#### REQUIRED ACTION:
Any picture in the records below stays out; return everything else exactly.

#### INFORMATION:
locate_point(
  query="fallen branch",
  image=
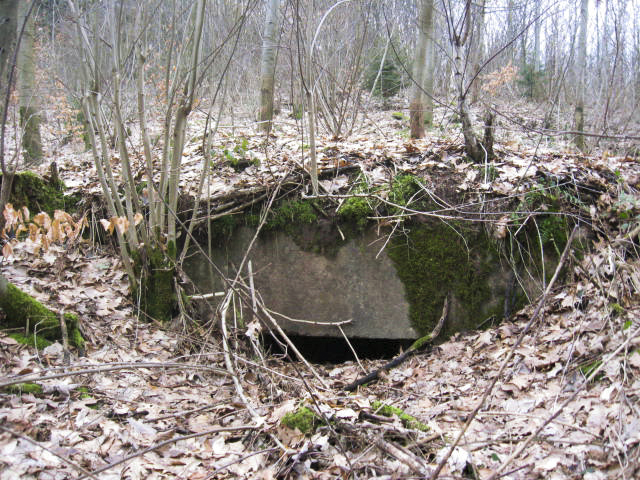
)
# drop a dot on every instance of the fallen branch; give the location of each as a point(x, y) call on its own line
point(514, 348)
point(420, 344)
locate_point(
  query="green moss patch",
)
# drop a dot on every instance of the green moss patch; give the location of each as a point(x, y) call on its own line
point(302, 419)
point(433, 261)
point(20, 388)
point(32, 340)
point(407, 420)
point(27, 314)
point(40, 195)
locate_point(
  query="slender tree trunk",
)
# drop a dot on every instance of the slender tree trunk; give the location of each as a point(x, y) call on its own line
point(268, 65)
point(8, 38)
point(180, 128)
point(478, 51)
point(582, 71)
point(535, 63)
point(458, 39)
point(26, 62)
point(417, 104)
point(8, 35)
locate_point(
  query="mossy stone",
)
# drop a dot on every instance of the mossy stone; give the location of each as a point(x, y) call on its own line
point(40, 195)
point(26, 313)
point(432, 260)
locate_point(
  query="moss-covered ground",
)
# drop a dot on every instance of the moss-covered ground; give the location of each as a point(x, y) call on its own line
point(408, 421)
point(302, 419)
point(156, 294)
point(25, 313)
point(40, 195)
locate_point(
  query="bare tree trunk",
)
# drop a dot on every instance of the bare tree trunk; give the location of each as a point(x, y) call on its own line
point(8, 35)
point(29, 116)
point(536, 38)
point(425, 32)
point(180, 127)
point(268, 65)
point(582, 69)
point(458, 39)
point(8, 42)
point(478, 51)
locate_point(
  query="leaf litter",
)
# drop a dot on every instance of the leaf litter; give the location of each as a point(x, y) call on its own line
point(142, 404)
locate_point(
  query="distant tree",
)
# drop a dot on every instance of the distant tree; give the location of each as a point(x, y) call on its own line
point(8, 25)
point(27, 96)
point(582, 73)
point(459, 31)
point(268, 65)
point(420, 72)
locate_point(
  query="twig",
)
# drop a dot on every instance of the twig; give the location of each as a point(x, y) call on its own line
point(165, 443)
point(559, 410)
point(240, 460)
point(308, 322)
point(506, 361)
point(37, 377)
point(25, 438)
point(291, 345)
point(65, 339)
point(420, 344)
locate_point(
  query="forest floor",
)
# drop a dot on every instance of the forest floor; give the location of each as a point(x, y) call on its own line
point(151, 402)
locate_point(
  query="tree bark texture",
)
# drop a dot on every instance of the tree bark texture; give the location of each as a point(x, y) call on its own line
point(26, 66)
point(417, 103)
point(582, 71)
point(8, 29)
point(268, 65)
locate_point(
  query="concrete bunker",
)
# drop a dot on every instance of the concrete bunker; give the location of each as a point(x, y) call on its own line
point(380, 291)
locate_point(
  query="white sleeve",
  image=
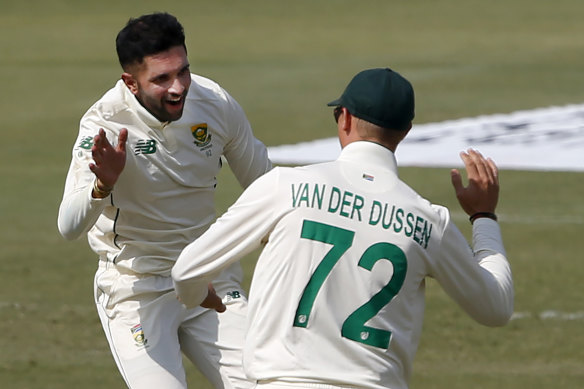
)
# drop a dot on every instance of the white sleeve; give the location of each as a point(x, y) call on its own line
point(247, 156)
point(79, 211)
point(243, 228)
point(478, 279)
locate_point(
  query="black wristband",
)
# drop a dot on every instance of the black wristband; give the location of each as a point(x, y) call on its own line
point(477, 215)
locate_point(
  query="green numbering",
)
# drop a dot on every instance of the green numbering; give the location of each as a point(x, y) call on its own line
point(354, 327)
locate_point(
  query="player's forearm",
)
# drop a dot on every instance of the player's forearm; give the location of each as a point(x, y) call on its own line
point(490, 253)
point(78, 212)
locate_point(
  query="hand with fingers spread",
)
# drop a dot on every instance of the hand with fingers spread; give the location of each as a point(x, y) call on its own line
point(109, 161)
point(482, 193)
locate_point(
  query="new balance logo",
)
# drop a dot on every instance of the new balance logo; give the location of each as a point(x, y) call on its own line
point(145, 146)
point(86, 142)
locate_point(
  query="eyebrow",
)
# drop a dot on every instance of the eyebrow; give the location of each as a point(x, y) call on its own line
point(163, 75)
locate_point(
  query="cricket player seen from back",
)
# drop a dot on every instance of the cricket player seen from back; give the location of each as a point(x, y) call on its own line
point(337, 296)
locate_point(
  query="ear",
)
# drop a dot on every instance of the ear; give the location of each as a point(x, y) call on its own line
point(130, 82)
point(346, 131)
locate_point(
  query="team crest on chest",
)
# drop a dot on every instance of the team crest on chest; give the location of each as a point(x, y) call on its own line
point(202, 138)
point(201, 134)
point(138, 335)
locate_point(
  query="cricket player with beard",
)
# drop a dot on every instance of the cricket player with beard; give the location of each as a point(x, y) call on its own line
point(141, 185)
point(337, 296)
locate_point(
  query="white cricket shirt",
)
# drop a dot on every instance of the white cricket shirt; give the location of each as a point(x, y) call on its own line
point(337, 295)
point(163, 199)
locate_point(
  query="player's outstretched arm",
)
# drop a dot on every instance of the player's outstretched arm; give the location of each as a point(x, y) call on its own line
point(109, 161)
point(482, 193)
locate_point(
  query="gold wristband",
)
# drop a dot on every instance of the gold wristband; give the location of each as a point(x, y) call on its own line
point(100, 192)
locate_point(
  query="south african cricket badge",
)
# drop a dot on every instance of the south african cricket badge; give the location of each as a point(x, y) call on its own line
point(138, 335)
point(201, 134)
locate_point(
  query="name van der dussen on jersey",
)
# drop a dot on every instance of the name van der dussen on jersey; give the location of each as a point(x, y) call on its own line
point(354, 206)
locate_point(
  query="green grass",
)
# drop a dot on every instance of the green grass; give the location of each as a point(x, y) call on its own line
point(284, 61)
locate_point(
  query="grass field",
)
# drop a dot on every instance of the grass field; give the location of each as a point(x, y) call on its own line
point(283, 61)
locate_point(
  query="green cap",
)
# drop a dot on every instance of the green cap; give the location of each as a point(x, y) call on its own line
point(379, 96)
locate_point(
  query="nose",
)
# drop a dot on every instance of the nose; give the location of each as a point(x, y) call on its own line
point(177, 86)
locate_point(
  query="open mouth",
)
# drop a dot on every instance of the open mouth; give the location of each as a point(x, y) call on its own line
point(175, 101)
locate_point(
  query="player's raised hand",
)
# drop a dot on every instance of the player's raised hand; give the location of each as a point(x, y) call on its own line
point(213, 301)
point(482, 192)
point(109, 161)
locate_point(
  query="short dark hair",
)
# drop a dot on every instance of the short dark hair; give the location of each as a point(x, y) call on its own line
point(148, 35)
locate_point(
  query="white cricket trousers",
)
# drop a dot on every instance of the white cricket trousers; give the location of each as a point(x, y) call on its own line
point(276, 384)
point(147, 329)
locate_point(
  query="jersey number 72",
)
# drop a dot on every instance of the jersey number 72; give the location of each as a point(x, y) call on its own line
point(354, 327)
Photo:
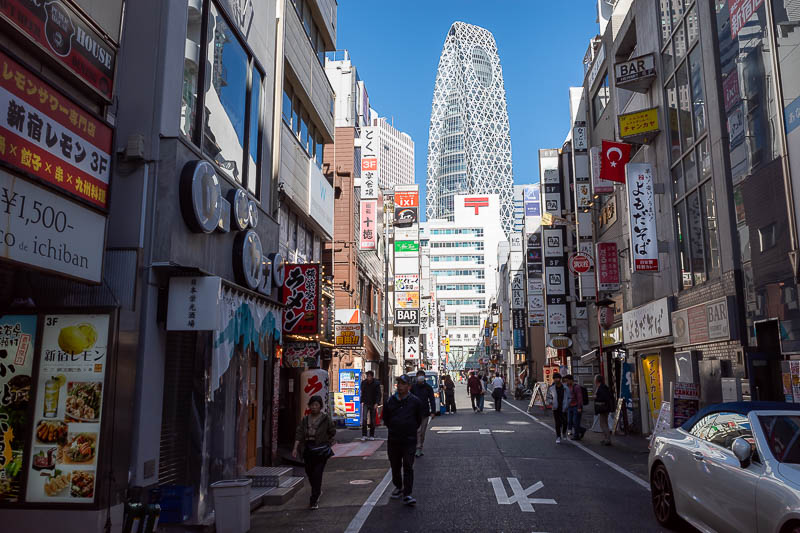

#### PROBLEM SOLUTION:
locate_point(
  query="fallen branch",
  image=
)
# drop a dot on every instance of the fallen branch; give the location of each as a point(x, y) call on its own line
point(514, 348)
point(420, 344)
locate_point(
  query="green moss patch",
)
# drop a dot on every instance of the green moss patch; give the location of each as a point(x, y) call on its own line
point(302, 419)
point(433, 261)
point(20, 388)
point(32, 340)
point(407, 420)
point(27, 314)
point(40, 195)
locate_point(
  query="slender tree trunk",
)
# drop a dot on every instance of the slender tree trunk; give the location of each as a point(x, y) call on its own line
point(268, 65)
point(8, 38)
point(180, 128)
point(478, 51)
point(582, 71)
point(535, 63)
point(458, 39)
point(26, 62)
point(417, 104)
point(8, 35)
locate_point(
  query="mossy stone",
)
# drop a dot on every instance of the mossy stone; give the location of each as a point(x, y) call on its own line
point(40, 195)
point(26, 313)
point(432, 260)
locate_point(
  query="moss-covered ground",
)
# drop a dot on every instance of the moss-covered ground; give the location of each as a point(x, y) call on its own line
point(408, 421)
point(302, 419)
point(156, 294)
point(25, 313)
point(40, 195)
locate_point(
  query="bare tree trunk",
)
# drop a dot on every instance of the bare tree trunk; give the location of each as a point(x, y) call on its own line
point(8, 35)
point(29, 116)
point(536, 38)
point(425, 32)
point(180, 127)
point(268, 65)
point(582, 69)
point(458, 39)
point(8, 42)
point(478, 51)
locate_point(
  query="leaf litter",
)
# drop a dot on every instance of the leaf litter; give the location of each as a point(x, y) call on its own line
point(142, 404)
locate_point(
  query="distant tree",
)
# drop a dot on every instance of the distant tree; give the location of each as a point(x, y) call on its own line
point(8, 25)
point(27, 96)
point(582, 73)
point(459, 31)
point(268, 65)
point(420, 72)
locate_point(
  query="twig",
)
# drop a dot on every instance of the twig; give the location of each as a point(x, y) call on its own line
point(165, 443)
point(559, 410)
point(240, 460)
point(308, 322)
point(506, 361)
point(37, 377)
point(25, 438)
point(291, 345)
point(65, 339)
point(420, 344)
locate_point(
  query="forest floor",
)
# drop a dot on every instance of the forest floor; give the location of each as a point(x, y) call on its own line
point(151, 402)
locate_point(
  query="tree bark texture",
)
# drop a dot on every instance of the tree bark texture; give the location of each as a point(x, y) call on its own line
point(26, 66)
point(417, 103)
point(582, 71)
point(8, 29)
point(268, 65)
locate_point(
  query="concrete bunker",
)
# drop a dot on every instance of the concrete bunker; give the location of each as a point(x, y) call on its own line
point(380, 291)
locate_point(
  query="white sleeve",
  image=
)
# drop a dot on every instance of the white sleeve; give the location of each as a point(x, y) call on its own line
point(247, 156)
point(79, 211)
point(243, 228)
point(478, 279)
locate_point(
  query="black wristband",
)
# drop a dot on every instance of the black wristband; give the location of each as a point(x, y) call on its own line
point(477, 215)
locate_point(
  query="green numbering",
)
# drop a dot on every instance of the green numbering; give the location of each as a point(x, y) call on its own line
point(354, 327)
locate_point(
  query="player's forearm",
)
# drop a dot on every instance of the player's forearm; give the location of each as a point(x, y) call on its own line
point(490, 253)
point(78, 212)
locate_point(
  query="hand with fingers spread",
)
# drop a dot on every instance of the hand with fingers spread; give the location of each as a point(x, y) call on its own line
point(109, 161)
point(482, 193)
locate_point(
  query="new balance logo",
)
# drop a dot on every instance of the new balance logo; give the location of each as a point(x, y) call on its own line
point(145, 146)
point(86, 142)
locate_point(
  query="eyebrow",
)
# drop a dot on every instance of the eyebrow; give the location of each as a point(x, y) call on its own line
point(163, 75)
locate_point(
  query="cricket player seen from back",
)
# drop a dot on every instance of the cricket player seen from back; give the location of each as a point(x, y) call on its own line
point(337, 296)
locate_point(
  query="ear",
)
# drop a dot on every instance of the ear; give the location of each as a point(x, y) call on its own line
point(130, 82)
point(346, 131)
locate_point(
  query="team crest on chest",
)
# drop a dot on every instance of the team crest on chest; give the location of each as a point(x, y) call on its own line
point(202, 138)
point(201, 134)
point(138, 335)
locate_point(
  query="cricket player with beard",
)
# drop a dot on every instance of the cricket player with beard; give the location of each as a point(x, y) call on its own line
point(141, 185)
point(337, 296)
locate_point(
  query="white cricket shirt",
)
# drop a dot on every instance of the white cricket shirt; give the location of each as a point(x, y) call on its own line
point(337, 295)
point(163, 199)
locate_point(
  query="player's outstretched arm",
)
# drop a dot on every instance of the player's outstretched arm; give the location of each as a point(x, y) call on its own line
point(109, 161)
point(482, 193)
locate_point(
  query="gold wristband",
)
# drop a dot on every instance of the gold wristband; give the location of each as a point(x, y) call on its own line
point(100, 192)
locate_point(
  query="south african cricket badge",
)
# drop a dot on every instance of the south african cricket badge; give the location of each as a point(x, y) call on its own line
point(138, 335)
point(201, 134)
locate_point(
  query="name van der dussen on jersey",
)
# drop a dot on every instance of the name van der dussen on jersey; give the location of each as a point(x, y) call on its own line
point(354, 206)
locate_point(
  query="green grass",
)
# drop a dot on every instance of the green grass; give the location of each as a point(x, y) call on its own line
point(284, 61)
locate_point(
  query="grass field",
)
# drop a dot on every instance of the grass field; give the location of each as a point(x, y) call on its own line
point(283, 61)
locate_point(
  query="green cap",
)
# drop a dot on every instance of the green cap; give the location of each as a point(x, y) call on its own line
point(379, 96)
locate_point(
  query="nose",
)
# drop a dot on every instance of the nose; give the location of each as a point(x, y) call on its own line
point(177, 86)
locate_point(
  query="open mouth",
)
# drop a dot on every instance of the open mouth; give the location of each as a point(x, y) call on its own line
point(175, 101)
locate_point(
  query="player's raised hand",
)
# drop a dot on every instance of the player's raised hand; give the location of each as a point(x, y) call on its own line
point(213, 301)
point(482, 192)
point(109, 161)
locate_point(
  query="short dark hair",
)
# drop a dot on every instance of the short dark hair; give the location of each as a point(x, y) call on its own line
point(148, 35)
locate_point(
  query="white cricket trousers",
)
# drop a dot on every instance of the white cricket trousers; give the location of each as a point(x, y) call on its own line
point(276, 384)
point(147, 329)
locate_point(
  query="jersey number 72",
)
# drop a dot on every instance of the jersey number 72; give the location of each as a point(x, y) call on its own line
point(354, 327)
Photo:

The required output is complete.